[Document excerpt]
════

Disabling Phone Home
The GATK is currently in the process of evolving to require interaction with Amazon S3 as a normal part of each run. For this reason, and because the information contained in the GATK run reports is so critical in driving improvements to the GATK, we strongly discourage our users from disabling the phone-home feature.
At the same time, we recognize that some of our users do have legitimate reasons for needing to run the GATK with phone-home disabled, and we don't wish to make it impossible for these users to run the GATK. Examples of legitimate reasons include:
- Technical reasons: your local network might have restrictions in place that don't allow the GATK to access external resources, or you might need to run the GATK in a network-less environment.
- Organizational reasons: your organization's policies might forbid the dissemination of one or more pieces of information contained in the GATK run report.
For such users we have provided an "-et NO_ET" option in the GATK to disable the phone-home feature. To use this option in GATK 1.5 and later, you need to contact us to request a key. Instructions for doing so are below.

════

[Work order]
Reproduce, word for word, the entire text above on disabling the GATK phone-home feature.

[Saved entries]
════

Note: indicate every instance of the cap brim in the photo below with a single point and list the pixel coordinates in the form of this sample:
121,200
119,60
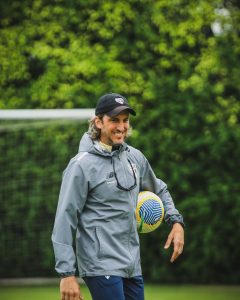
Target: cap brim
119,109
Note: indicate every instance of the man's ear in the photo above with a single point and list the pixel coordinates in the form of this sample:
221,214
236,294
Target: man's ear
98,123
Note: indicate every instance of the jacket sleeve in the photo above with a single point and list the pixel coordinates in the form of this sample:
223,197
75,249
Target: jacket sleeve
73,194
149,182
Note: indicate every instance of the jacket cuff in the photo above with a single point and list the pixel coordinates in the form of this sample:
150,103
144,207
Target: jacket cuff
67,274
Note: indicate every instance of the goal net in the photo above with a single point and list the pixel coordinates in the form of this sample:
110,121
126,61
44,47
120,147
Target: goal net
35,147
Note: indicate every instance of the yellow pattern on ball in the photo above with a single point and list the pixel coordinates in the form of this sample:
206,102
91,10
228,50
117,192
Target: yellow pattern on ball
149,212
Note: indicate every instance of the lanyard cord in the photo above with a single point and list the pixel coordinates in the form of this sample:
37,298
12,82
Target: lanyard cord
118,183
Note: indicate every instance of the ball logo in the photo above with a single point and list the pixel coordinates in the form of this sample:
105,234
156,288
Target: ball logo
119,100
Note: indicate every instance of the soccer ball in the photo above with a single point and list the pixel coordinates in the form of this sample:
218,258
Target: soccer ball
149,212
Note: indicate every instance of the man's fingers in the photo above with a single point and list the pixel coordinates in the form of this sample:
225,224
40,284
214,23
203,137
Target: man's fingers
178,249
168,242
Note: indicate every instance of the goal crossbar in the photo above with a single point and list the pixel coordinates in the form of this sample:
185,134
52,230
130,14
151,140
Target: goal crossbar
43,114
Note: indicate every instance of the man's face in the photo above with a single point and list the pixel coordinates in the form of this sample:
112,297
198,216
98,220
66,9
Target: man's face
113,129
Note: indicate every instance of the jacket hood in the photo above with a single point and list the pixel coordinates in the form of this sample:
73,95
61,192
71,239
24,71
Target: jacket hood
91,146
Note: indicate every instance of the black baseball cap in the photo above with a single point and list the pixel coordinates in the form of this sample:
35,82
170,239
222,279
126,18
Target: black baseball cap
112,104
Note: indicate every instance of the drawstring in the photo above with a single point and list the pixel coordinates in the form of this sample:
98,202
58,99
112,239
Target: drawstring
118,183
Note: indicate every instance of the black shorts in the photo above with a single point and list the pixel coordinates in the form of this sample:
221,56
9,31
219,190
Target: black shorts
115,287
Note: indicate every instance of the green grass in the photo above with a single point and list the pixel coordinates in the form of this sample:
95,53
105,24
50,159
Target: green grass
152,292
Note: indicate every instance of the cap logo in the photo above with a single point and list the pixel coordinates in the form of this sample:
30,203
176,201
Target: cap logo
119,100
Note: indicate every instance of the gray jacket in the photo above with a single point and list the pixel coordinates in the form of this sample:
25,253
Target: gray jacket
101,216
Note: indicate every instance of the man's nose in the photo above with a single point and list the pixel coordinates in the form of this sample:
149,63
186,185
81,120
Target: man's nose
121,126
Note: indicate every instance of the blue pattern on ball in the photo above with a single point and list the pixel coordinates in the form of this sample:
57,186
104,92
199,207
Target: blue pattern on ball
150,211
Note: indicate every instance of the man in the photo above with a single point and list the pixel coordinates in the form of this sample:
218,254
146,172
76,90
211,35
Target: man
97,202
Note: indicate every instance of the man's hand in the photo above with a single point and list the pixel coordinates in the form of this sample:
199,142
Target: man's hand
176,236
69,289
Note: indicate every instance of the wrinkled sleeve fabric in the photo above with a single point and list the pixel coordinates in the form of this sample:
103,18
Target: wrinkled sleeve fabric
73,194
149,182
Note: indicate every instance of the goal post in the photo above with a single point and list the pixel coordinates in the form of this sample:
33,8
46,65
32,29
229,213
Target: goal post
35,148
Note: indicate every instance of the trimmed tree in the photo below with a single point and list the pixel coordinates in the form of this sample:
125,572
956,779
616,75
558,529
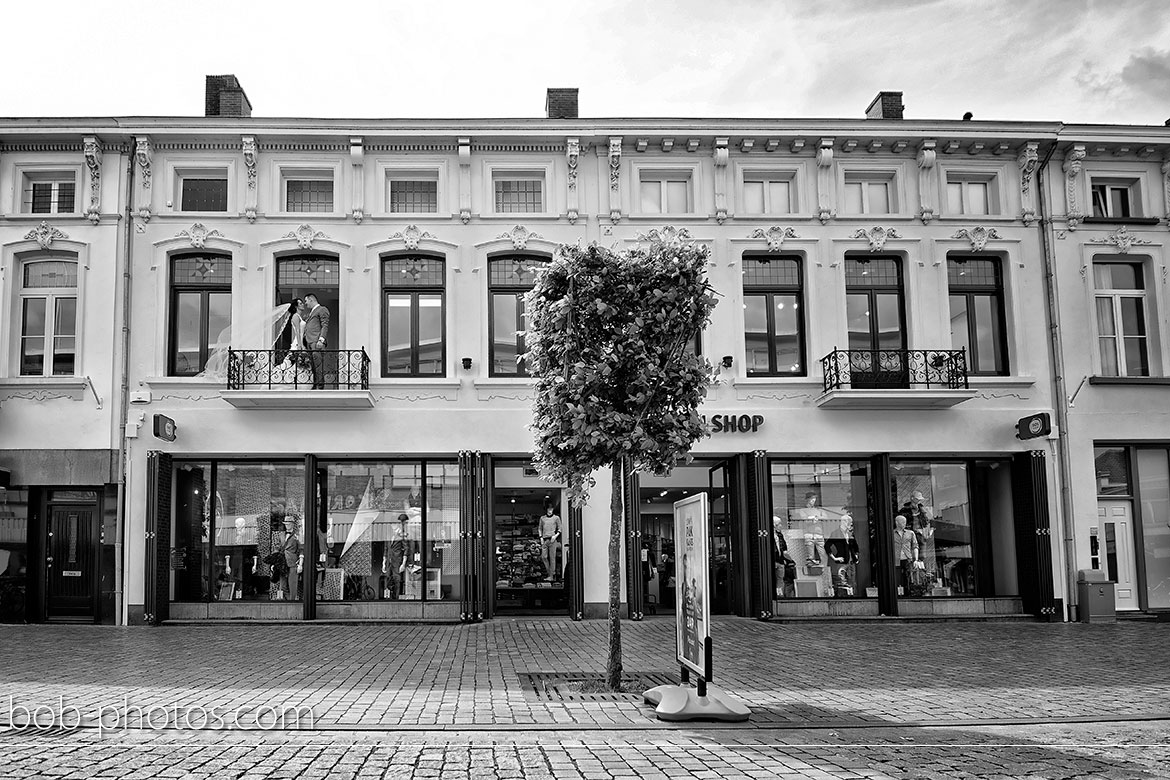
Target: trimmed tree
617,384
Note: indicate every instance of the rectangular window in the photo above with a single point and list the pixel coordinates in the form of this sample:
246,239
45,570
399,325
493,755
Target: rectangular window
509,278
413,195
820,544
867,193
309,195
971,194
768,193
48,317
414,324
773,323
1115,198
518,194
202,194
1121,319
48,193
666,193
200,311
977,313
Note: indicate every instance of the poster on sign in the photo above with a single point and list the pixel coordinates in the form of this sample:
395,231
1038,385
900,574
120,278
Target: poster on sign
693,630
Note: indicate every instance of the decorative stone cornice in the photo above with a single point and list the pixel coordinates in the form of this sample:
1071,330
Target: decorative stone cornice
978,236
305,235
1072,168
520,236
45,234
91,147
1122,239
198,235
775,236
411,235
1027,161
927,177
876,236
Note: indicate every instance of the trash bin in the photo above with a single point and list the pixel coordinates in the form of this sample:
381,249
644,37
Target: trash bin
1095,596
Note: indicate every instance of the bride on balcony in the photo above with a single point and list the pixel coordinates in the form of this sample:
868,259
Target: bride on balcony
284,364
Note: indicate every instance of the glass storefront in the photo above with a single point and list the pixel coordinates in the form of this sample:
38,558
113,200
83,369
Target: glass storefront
821,538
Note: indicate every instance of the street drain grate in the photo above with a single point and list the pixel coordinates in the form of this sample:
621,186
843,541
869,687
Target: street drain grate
583,685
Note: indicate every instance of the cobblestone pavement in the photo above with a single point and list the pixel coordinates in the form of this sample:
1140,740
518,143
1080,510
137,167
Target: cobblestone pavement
831,699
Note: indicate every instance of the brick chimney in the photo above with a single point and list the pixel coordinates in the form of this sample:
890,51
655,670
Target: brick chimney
225,98
561,103
887,105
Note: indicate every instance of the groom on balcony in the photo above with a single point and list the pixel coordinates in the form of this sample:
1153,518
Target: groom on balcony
316,337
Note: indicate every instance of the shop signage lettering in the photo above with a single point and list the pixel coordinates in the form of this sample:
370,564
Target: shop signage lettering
735,423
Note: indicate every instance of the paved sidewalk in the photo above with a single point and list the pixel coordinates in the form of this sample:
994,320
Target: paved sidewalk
460,677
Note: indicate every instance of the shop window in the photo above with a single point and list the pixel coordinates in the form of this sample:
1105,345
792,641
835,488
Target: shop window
821,540
413,194
977,312
48,316
391,532
1115,198
773,319
200,310
509,278
971,194
413,322
666,192
769,192
1121,318
257,515
202,191
933,535
869,193
48,192
308,191
518,193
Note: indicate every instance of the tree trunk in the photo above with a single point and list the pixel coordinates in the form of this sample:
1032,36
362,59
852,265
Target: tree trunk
613,664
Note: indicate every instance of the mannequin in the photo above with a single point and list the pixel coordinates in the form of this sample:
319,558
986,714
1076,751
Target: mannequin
548,527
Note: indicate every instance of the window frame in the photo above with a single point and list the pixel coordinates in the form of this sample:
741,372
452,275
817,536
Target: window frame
205,289
769,292
52,296
518,290
999,309
413,291
1115,295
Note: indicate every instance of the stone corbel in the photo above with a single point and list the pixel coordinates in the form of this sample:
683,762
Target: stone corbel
928,181
721,180
143,180
1027,161
572,156
465,180
93,151
1073,164
826,185
248,146
616,179
357,159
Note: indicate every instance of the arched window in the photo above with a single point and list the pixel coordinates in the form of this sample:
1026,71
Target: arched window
413,330
48,317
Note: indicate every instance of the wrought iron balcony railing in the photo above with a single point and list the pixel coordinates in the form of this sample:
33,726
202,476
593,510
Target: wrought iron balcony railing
297,370
895,368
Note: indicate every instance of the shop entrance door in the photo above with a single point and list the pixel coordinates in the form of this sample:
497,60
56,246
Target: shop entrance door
71,563
1115,540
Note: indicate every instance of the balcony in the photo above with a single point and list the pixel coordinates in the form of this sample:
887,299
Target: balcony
280,379
894,379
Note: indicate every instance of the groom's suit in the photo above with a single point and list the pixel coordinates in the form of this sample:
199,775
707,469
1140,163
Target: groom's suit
316,338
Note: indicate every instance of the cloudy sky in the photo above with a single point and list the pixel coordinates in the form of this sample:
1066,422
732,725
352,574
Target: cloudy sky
1078,61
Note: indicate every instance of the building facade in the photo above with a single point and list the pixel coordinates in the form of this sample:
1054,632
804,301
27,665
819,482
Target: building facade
887,290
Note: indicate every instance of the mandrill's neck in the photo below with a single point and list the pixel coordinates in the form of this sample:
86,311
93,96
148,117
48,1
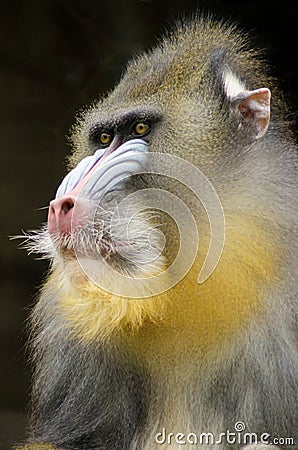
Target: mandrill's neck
189,315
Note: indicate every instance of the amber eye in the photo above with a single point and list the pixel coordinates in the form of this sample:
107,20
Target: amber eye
105,138
141,128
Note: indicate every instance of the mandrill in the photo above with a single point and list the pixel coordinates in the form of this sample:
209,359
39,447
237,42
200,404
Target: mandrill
168,318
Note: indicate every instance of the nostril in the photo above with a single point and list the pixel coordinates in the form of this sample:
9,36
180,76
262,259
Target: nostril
67,206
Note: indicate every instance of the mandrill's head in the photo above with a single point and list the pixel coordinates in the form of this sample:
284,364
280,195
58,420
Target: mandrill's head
181,131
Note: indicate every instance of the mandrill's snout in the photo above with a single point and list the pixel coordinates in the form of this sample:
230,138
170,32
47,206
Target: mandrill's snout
94,177
60,217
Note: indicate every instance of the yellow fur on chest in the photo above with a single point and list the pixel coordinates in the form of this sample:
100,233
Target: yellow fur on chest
202,314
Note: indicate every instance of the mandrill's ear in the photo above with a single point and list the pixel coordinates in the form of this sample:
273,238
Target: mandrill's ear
250,108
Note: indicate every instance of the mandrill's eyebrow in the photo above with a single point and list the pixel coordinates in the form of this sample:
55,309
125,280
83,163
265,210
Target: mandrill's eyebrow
122,119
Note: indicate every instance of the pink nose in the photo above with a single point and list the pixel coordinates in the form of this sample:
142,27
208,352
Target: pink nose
60,215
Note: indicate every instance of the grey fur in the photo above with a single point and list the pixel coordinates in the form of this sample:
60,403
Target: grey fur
101,395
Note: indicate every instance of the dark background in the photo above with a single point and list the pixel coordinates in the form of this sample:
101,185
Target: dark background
57,56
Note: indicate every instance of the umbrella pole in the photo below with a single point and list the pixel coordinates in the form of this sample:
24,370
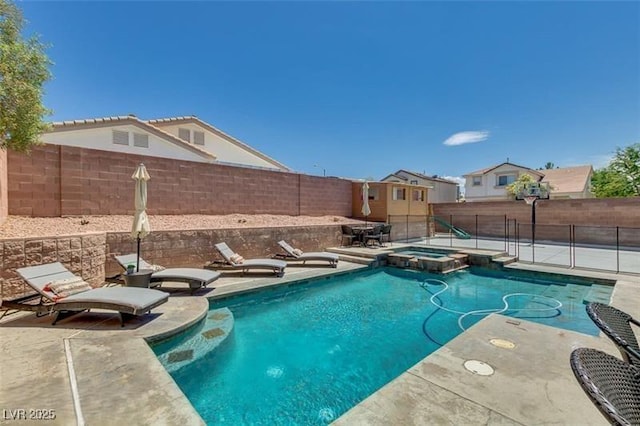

════

[Result for this exercise]
Disabling Phone Home
The GATK is currently in the process of evolving to require interaction with Amazon S3 as a normal part of each run. For this reason, and because the information contained in the GATK run reports is so critical in driving improvements to the GATK, we strongly discourage our users from disabling the phone-home feature.
At the same time, we recognize that some of our users do have legitimate reasons for needing to run the GATK with phone-home disabled, and we don't wish to make it impossible for these users to run the GATK. Examples of legitimate reasons include:
- Technical reasons: your local network might have restrictions in place that don't allow the GATK to access external resources, or you might need to run the GATK in a network-less environment.
- Organizational reasons: your organization's policies might forbid the dissemination of one or more pieces of information contained in the GATK run report.
For such users we have provided an "-et NO_ET" option in the GATK to disable the phone-home feature. To use this option in GATK 1.5 and later, you need to contact us to request a key. Instructions for doing so are below.